Parameter nr should be 64bit value here. rec->order is 6 bits, the
maximum value can be (1<<64)-1, 1<<rec->order may overflow 32bit width.

Myabe (correct me if I am wrong) you may change "u32 nr" to "unsigned
long order", then do something like this,

/* value range of order is [0, 1<<64) */
unsigned long total = 1 << order,
while (total > 0) {
	unsigned int nr = UINT_MAX;
	if (nr > total)
		nr = total;
	bitmap_set(ns->pages_bitmap, pgoff, nr);
	pg_off += nr;
	total -= nr;
};

Similar problem also exists for pg_off. The second parameter of
bitmap_set() is in unsigned int type, pgoff_t pgoff may also overflow on
it. But this is not critical, it seems the overflow may happen on order
0 with single name space is larger than 128TB for 4KB kernel page size.
Currently we don't need to worry about this.

Just my suggestion for your reference.

> +	bitmap_set(ns->pages_bitmap, pgoff, nr);
> +}
> +
>  static int init_owner_info(struct bch_nvm_namespace *ns)
────────────────────
### [TASK PROMPT]
Copy everything in the review comment from "Similar problem also" down to "worry about this.", keeping every character and line break unchanged.

### [SUPPLIED DATA]
────────────────────
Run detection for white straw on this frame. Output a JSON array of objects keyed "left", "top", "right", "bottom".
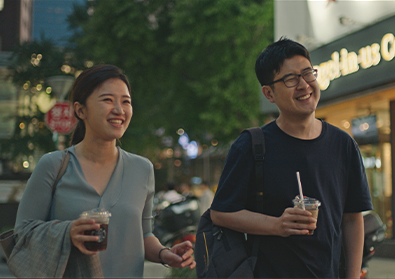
────────────────────
### [FINAL RESULT]
Similar problem also exists for pg_off. The second parameter of
bitmap_set() is in unsigned int type, pgoff_t pgoff may also overflow on
it. But this is not critical, it seems the overflow may happen on order
0 with single name space is larger than 128TB for 4KB kernel page size.
Currently we don't need to worry about this.